*Action item*
If a line in the entries below holds the string "white", copy it.

Start of Block

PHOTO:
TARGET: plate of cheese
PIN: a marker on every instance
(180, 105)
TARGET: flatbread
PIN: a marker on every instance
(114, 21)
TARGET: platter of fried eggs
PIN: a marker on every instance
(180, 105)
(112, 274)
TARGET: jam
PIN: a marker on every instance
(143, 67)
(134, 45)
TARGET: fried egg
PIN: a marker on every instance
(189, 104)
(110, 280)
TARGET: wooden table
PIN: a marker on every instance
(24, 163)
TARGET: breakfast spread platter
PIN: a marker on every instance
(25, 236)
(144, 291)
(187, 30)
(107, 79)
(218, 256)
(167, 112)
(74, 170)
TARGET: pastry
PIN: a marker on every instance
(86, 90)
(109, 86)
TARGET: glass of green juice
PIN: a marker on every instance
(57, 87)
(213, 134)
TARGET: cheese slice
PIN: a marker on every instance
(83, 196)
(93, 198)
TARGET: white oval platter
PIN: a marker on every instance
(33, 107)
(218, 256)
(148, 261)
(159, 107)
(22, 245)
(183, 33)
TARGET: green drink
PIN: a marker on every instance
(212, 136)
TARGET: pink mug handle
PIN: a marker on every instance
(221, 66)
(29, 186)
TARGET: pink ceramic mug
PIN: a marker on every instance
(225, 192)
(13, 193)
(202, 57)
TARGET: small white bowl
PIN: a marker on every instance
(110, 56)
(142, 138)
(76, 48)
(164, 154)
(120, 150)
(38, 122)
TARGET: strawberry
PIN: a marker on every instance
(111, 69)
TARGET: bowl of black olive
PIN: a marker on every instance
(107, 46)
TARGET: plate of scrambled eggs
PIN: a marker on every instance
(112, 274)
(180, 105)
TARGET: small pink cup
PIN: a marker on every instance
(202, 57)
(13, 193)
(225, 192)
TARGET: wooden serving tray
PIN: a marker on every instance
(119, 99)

End of Block

*Answer below*
TARGET: white oval platter
TARGET: small white bowl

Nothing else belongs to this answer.